#### Instruction:
Turn everything in the material below from the line containing "I need bounding boxes for every white striped" down to the line containing "[495,226,538,249]", both included, into a numbered list, leaving out blank lines.

Dataset items
□ □ □

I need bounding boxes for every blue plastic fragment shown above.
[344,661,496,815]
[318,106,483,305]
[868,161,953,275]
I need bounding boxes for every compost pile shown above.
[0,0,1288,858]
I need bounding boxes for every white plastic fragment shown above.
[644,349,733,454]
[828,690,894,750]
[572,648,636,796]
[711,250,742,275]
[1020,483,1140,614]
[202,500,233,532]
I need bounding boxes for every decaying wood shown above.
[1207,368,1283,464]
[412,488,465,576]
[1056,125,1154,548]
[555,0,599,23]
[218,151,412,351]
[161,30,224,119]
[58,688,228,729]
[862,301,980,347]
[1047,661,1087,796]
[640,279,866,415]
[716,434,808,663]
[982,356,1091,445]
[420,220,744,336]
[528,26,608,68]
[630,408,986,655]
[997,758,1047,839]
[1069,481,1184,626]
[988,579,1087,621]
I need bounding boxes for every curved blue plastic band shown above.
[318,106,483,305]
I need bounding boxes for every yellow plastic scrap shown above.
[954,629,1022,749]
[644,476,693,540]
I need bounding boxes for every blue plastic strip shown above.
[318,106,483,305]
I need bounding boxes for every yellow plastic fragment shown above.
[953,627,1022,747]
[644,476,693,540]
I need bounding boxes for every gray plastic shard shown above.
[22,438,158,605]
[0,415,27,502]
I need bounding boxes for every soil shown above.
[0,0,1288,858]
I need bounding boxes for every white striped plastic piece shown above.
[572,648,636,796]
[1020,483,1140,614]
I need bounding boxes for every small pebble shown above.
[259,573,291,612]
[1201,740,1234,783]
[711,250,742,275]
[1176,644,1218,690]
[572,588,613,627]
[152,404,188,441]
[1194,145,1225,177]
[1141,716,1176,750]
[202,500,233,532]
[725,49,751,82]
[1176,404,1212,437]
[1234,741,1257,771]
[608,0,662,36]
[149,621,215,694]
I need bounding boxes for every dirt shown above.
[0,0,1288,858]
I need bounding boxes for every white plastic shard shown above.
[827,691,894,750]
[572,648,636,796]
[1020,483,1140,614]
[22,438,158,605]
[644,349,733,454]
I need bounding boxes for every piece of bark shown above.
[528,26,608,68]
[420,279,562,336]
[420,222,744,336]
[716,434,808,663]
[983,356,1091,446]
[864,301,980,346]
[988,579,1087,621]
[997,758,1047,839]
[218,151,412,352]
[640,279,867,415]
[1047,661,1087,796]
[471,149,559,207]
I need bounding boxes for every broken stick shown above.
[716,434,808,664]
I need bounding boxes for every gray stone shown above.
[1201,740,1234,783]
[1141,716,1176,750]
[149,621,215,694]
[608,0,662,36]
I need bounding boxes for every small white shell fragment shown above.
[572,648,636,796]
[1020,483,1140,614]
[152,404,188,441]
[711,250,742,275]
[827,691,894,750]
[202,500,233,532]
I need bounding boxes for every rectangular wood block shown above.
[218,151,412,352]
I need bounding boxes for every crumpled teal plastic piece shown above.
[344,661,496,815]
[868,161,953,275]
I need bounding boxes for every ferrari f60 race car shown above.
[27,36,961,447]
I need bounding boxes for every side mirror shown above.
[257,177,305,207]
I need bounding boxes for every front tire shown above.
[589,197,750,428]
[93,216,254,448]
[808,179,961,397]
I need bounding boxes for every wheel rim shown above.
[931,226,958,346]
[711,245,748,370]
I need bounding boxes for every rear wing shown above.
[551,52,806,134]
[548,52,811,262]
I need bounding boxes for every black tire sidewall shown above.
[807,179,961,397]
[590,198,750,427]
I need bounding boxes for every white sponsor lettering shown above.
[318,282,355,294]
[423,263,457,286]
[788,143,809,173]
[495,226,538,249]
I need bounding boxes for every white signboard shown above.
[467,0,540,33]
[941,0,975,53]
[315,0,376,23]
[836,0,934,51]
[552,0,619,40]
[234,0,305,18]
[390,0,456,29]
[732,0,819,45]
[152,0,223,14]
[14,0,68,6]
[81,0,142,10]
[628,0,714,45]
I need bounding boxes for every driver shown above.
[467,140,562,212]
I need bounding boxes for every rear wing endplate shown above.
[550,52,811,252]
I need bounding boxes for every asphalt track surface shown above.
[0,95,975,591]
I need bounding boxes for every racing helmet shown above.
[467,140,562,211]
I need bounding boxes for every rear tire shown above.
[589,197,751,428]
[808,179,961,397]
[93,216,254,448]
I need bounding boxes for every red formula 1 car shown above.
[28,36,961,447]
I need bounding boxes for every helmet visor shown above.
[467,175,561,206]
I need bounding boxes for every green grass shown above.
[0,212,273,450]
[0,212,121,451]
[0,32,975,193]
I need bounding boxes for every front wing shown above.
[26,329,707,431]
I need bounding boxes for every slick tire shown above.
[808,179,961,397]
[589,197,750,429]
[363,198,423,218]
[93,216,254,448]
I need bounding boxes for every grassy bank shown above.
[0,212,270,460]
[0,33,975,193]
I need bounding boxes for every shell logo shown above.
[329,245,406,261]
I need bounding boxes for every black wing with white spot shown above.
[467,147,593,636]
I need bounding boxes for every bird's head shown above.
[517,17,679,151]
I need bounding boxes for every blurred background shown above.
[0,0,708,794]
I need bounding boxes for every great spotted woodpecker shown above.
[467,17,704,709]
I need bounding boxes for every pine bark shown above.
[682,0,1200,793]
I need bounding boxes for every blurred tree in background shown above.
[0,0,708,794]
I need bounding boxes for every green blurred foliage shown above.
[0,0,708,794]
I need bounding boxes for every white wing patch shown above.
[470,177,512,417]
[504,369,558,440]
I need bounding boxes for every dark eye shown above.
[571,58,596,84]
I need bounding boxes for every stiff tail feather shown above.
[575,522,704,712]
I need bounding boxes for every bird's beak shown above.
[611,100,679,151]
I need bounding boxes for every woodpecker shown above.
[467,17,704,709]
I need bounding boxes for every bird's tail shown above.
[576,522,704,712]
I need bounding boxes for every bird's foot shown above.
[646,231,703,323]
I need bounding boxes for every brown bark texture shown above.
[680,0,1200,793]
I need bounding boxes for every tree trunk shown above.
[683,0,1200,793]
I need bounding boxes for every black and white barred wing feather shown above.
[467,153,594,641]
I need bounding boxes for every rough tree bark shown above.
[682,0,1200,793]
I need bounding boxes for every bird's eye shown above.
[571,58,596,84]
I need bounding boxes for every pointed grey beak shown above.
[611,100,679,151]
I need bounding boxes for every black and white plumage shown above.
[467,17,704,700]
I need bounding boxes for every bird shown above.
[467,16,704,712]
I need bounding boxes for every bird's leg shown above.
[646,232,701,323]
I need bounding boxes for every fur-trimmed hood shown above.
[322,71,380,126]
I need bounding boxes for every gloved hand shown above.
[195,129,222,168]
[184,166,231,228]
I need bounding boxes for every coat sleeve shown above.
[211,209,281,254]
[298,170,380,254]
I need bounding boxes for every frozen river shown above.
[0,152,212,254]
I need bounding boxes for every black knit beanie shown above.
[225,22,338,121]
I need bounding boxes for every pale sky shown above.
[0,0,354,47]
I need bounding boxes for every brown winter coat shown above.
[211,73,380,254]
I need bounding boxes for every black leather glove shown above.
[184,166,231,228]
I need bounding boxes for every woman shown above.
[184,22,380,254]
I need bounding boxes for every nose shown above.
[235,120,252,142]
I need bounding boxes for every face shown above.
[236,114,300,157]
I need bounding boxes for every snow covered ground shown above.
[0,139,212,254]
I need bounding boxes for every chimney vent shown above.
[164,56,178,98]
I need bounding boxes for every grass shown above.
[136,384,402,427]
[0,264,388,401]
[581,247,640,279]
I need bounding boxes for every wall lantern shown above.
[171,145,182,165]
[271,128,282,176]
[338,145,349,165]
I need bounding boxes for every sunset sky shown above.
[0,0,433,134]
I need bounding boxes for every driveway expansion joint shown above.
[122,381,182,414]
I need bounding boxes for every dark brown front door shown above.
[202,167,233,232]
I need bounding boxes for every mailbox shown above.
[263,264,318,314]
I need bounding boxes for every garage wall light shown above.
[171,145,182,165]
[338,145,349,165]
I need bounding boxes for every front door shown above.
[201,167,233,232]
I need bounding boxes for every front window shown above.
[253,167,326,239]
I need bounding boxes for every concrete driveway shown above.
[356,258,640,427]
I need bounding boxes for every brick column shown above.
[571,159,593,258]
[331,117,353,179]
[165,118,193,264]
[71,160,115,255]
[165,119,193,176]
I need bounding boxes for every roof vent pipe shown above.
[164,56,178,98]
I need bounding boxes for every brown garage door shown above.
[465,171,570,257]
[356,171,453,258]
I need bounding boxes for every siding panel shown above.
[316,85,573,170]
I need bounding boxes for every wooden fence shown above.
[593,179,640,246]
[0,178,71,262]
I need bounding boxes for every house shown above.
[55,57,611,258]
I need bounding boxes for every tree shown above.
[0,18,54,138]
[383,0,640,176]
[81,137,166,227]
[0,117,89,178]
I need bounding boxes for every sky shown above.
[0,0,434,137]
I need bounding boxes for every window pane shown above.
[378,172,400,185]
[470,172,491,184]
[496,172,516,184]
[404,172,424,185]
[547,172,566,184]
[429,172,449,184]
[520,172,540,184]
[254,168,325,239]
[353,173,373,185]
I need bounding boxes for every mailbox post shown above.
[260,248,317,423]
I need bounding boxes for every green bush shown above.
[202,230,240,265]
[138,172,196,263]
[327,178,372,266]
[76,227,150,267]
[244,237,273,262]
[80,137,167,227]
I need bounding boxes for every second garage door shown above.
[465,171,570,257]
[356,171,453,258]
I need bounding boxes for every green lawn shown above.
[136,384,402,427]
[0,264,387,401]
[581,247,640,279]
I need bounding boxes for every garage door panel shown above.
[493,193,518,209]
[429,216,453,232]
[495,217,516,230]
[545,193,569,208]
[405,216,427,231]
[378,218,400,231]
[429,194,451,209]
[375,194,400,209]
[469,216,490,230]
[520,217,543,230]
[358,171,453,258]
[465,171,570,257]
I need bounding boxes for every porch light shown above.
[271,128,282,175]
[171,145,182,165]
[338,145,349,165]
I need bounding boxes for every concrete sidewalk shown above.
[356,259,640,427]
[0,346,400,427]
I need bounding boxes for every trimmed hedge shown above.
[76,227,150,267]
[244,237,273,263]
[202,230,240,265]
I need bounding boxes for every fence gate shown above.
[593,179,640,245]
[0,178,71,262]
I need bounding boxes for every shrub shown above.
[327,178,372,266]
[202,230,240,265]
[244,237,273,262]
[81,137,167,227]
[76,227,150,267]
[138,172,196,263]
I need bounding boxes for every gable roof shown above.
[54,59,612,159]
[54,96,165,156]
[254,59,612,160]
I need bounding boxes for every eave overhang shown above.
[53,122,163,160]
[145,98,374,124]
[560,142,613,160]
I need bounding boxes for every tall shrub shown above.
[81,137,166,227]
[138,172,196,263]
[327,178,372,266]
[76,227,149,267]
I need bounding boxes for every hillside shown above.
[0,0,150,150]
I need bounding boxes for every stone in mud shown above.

□ □ □

#### Answer to the problem:
1. I need bounding boxes for every white striped plastic piece shown above.
2. [572,648,636,796]
3. [1020,483,1140,614]
4. I need bounding boxes for every small pebble shown above.
5. [259,573,291,612]
6. [1201,740,1234,783]
7. [711,250,742,275]
8. [1176,644,1218,690]
9. [572,588,613,627]
10. [152,404,188,441]
11. [1194,145,1225,177]
12. [1141,716,1176,750]
13. [202,500,233,532]
14. [725,49,751,82]
15. [1176,404,1212,437]
16. [1234,741,1257,771]
17. [608,0,662,36]
18. [149,621,215,694]
19. I need bounding boxes for every dirt shown above.
20. [0,0,1288,858]
21. I need bounding boxes for every white plastic shard shown above.
22. [827,691,894,750]
23. [572,648,636,796]
24. [1020,483,1140,614]
25. [22,438,158,605]
26. [644,349,733,454]
27. I need bounding boxes for every piece of bark shown above.
28. [528,26,608,68]
29. [420,279,562,336]
30. [420,222,744,336]
31. [716,434,808,663]
32. [983,356,1091,446]
33. [864,301,980,346]
34. [988,579,1087,621]
35. [997,758,1047,839]
36. [218,151,412,352]
37. [640,279,867,415]
38. [1047,661,1087,796]
39. [471,149,559,207]
40. I need bounding boxes for every broken stick shown above.
41. [716,434,808,664]
42. I need bounding boxes for every gray stone shown above.
43. [1201,740,1234,783]
44. [1141,716,1176,750]
45. [149,621,215,694]
46. [608,0,662,36]
47. I need bounding boxes for every small white shell fragment shown above.
48. [572,648,636,796]
49. [1020,483,1140,614]
50. [152,404,188,441]
51. [711,250,742,275]
52. [827,691,894,750]
53. [202,500,233,532]
54. I need bounding boxes for every rectangular wood block shown above.
55. [218,151,412,352]
56. I need bounding boxes for every crumpled teal plastic piece shown above.
57. [344,661,496,815]
58. [868,161,953,275]
59. I need bounding boxes for every ferrari f60 race car shown above.
60. [27,36,961,447]
61. I need bounding boxes for every side mirror shown above.
62. [257,177,305,207]
63. I need bounding boxes for every front tire shown above.
64. [589,197,750,428]
65. [93,216,254,448]
66. [808,179,961,397]
67. I need bounding boxes for every wheel rim shown above.
68. [931,226,958,346]
69. [711,245,748,370]
70. I need bounding boxes for every rear wing shown above.
71. [551,52,806,134]
72. [548,52,811,262]
73. I need bounding boxes for every black tire sidewall shown above.
74. [807,179,961,397]
75. [590,198,750,427]
76. I need bounding boxes for every white sponsor lettering shown above.
77. [318,282,355,294]
78. [423,263,457,286]
79. [788,143,809,173]
80. [495,226,538,249]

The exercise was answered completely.